▸ REQUIRED TASK
Reproduce everything in the crossword review from "1a While aboard, sailor" down to "SteamShip (while aboard)", word for word.

When you have finished the puzzle, see how many of the Shakespearean references that Alchemi has hidden in the grid you can find.

A review by Big Dave follows:

Another excellent puzzle from Alchemi – did you find all the 15 Shakespearean references hidden by the setter?  Check the list at the end of this review,


1a While aboard, sailor gets to wash on Sundays (8)
SABBATHS: one of our usual sailors, and a verb meaning to wash inside the abbreviation for a SteamShip (while aboard)

5a Maybe White Horse School hosts function (6)
SCOTCH: SCH(ool) around (hosts) a trigonometric function [COT/ cotangent] – White Horse is a brand of the answer

9a Fast runner in the end, I’m afraid, rejecting team’s pay limit (6,3)
SALARY CAP: a four-letter word meaning fast followed by the final letter (in the end) of [runne]R and a word meaning “I’m afraid” all reversed (rejecting) – Wikipedia defines the answer as an agreement or rule that places a limit on the amount of money that a team can spend on players’ salaries

11a Sun’s head of news dismissed informer (5)

▸ GIVEN INFORMATION
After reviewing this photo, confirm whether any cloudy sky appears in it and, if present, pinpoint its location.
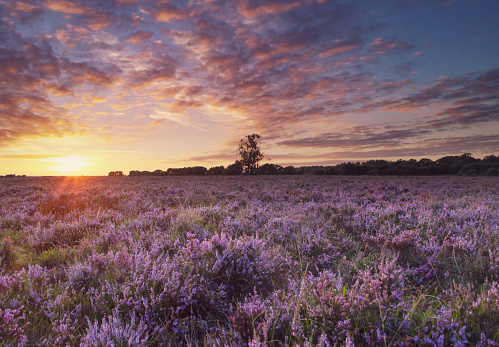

▸ FULL SOLUTION
1a While aboard, sailor gets to wash on Sundays (8)
SABBATHS: one of our usual sailors, and a verb meaning to wash inside the abbreviation for a SteamShip (while aboard)